* What to do
**A)** From the Urban One notes announcement, quote everything from "Approximately $475.5 million" down to "exchange offering memorandum.".
**B)** Summarize the Urban One notes announcement in two sentences.
**C)** According to the Urban One notes announcement, how much of the subscription offer are the supporting noteholders expected to backstop and purchase?

* Document extract
· · · ·

Urban One Inc. announced the expiration and final results of its previously disclosed exchange, tender and subscription offers involving its outstanding 7.375% Senior Secured Notes due 2028.

As of 5pm ET on December 15, eligible holders tendered approximately $476.0 million in principal amount of the existing notes, representing about 97.6% of the total outstanding. The transactions included an offer to exchange existing notes for newly issued 7.625% Second Lien Senior Secured Notes due 2031 and cash, a cash tender offer capped at $185.0 million in principal amount, and a subscription offer for up to $60.6 million of new 10.500% First Lien Senior Secured Notes due 2030.

Approximately $475.5 million of existing notes were tendered into the cash tender offer, resulting in oversubscription and proration. As a result, Urban One waived the TSA minimum participation condition outlined in the exchange offering memorandum.

Holders outside of the company's supporting noteholder group subscribed to about $4.4 million of the new first lien notes prior to the expiration date. Under a transaction support agreement dated November 14, supporting noteholders are expected to backstop and purchase the remaining $56.2 million of the subscription offer.

Urban One also confirmed that it received the required consents to amend the indenture governing the existing notes. The amendments eliminate most restrictive covenants, modify certain default and change-of-control provisions, release guarantees, and remove liens on collateral securing the existing notes. A supplemental indenture reflecting those changes was executed on December 3, with the amendments set to become effective upon settlement of the offers.

· · · ·

[Object pointing dataset rows]
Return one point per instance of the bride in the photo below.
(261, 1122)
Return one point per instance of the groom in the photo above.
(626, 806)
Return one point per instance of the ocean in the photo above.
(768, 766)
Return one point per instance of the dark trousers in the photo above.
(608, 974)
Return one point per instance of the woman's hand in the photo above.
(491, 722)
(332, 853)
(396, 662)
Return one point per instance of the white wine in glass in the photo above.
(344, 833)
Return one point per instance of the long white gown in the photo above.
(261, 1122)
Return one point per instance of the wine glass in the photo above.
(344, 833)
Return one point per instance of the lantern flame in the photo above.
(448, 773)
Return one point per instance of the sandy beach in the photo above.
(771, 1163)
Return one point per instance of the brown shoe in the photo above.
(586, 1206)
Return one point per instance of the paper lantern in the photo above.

· · · ·

* Results
**A)**
Approximately $475.5 million of existing notes were tendered into the cash tender offer, resulting in oversubscription and proration. As a result, Urban One waived the TSA minimum participation condition outlined in the exchange offering memorandum.

**B)** Urban One announced the final results of its exchange, tender and subscription offers for its 7.375% Senior Secured Notes due 2028, with holders tendering about $476.0 million, or roughly 97.6% of the outstanding notes, and the cash tender offer oversubscribed and prorated. The company received the consents needed to amend the indenture governing the existing notes, removing most restrictive covenants, releasing guarantees and removing liens on collateral, with the changes taking effect when the offers settle.

**C)** The remaining $56.2 million.